======== Passage to read

Councils Bring Employees into Conversations About Wellness, Diversity

 In olympic bobsledding, groups of two or four teammates must work together to navigate a sled down narrow, twisting chutes of ice at up to 93 miles per hour. One person’s movements being even slightly out of line can result in a missed gold medal—or worse, a crash.

Some might argue that it takes just as much finesse and focus for an organiza­tion to achieve such meaningful goals as giving employees the tools and resources to improve their health, or creating a more diverse workplace and eliminating health disparities for patients. At The Johns Hopkins Hospital, newly established wellness and diversity councils will coordinate these efforts and include employees in conversations and initiatives.

CREATING A HEALTHIER WORKPLACE

Reducing sugary beverages, creating mother’s rooms, enforcing a mandatory flu vaccination campaign and connecting employees with resources through Healthy at Hopkins are just a few of the existing initiatives at The Johns Hopkins Hospital aimed at creating a healthier workforce. But there’s much more that can be done.

A new 12-person Wellness Council meets monthly to discuss upcoming hospitalwide wellness efforts, including hands-only CPR demonstrations and new menu ideas from Nutrition Services. Council members act as “eyes and ears” between their department or unit and the council, providing insight on health challenges and on obstacles that keep employees away from educational resources. They also share best practices to avoid dupli­cating activities throughout the hospital.

“I’m someone who always thinks that more voices and more thoughts are better than one,” says Kris Lukish, vice president of human resources at The Johns Hopkins

Hospital, who heads the Wellness Council.

The hospital’s efforts to promote wellness will not only benefit employees but also earn it points on the Centers for Disease Control and Prevention Worksite Health ScoreCard. The 125-question measurement tool assesses how well an organization uses employee education, policies and programs to prevent heart disease, stroke and other chronic conditions among employees.

Even small-scale actions, such as posting signs next to the 34 public-access automatic electronic defibrillators (AEDs) on the East Baltimore campus, will increase the hospi­tal’s wellness score and promote wellness.

RAISING DIVERSITY TO THE HIGHEST LEVEL

Acting as an umbrella to oversee The Johns Hopkins Hospital’s many existing de­partmental diversity committees, the new 35-member Diversity Council pulls from the wisdom of these “local” efforts.

================
======== Data provided

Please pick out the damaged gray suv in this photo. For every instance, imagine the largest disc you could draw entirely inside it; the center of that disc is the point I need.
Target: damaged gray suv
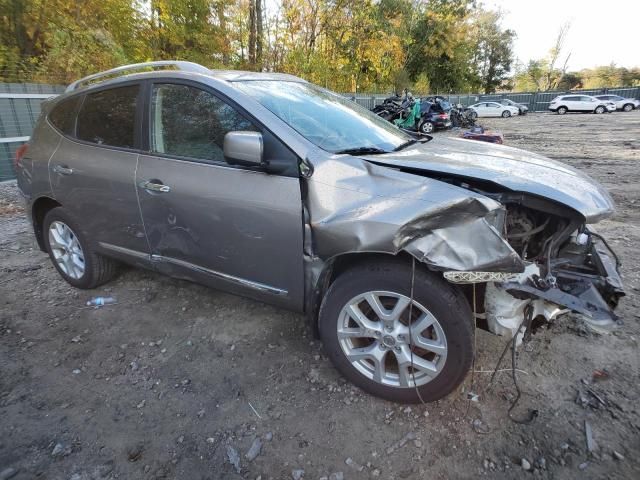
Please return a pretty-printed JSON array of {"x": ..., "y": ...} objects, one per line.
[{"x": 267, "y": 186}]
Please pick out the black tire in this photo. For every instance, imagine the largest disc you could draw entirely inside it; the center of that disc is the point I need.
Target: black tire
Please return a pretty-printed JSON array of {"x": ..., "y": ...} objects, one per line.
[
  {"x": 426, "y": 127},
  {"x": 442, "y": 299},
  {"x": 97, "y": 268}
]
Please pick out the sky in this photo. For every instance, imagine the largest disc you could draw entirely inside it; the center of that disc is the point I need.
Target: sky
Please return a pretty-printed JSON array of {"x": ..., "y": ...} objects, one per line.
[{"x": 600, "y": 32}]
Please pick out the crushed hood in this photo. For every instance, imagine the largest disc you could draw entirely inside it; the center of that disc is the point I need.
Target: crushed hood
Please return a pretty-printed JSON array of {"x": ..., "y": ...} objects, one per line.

================

## [Assignment]
Please copy the article on the hospital's wellness and diversity councils from "The hospital’s efforts" to "and promote wellness.", substituting "cardiovascular disease" for "heart disease". The rows have no role in this.

## [Output of the exercise]
The hospital’s efforts to promote wellness will not only benefit employees but also earn it points on the Centers for Disease Control and Prevention Worksite Health ScoreCard. The 125-question measurement tool assesses how well an organization uses employee education, policies and programs to prevent cardiovascular disease, stroke and other chronic conditions among employees.

Even small-scale actions, such as posting signs next to the 34 public-access automatic electronic defibrillators (AEDs) on the East Baltimore campus, will increase the hospi­tal’s wellness score and promote wellness.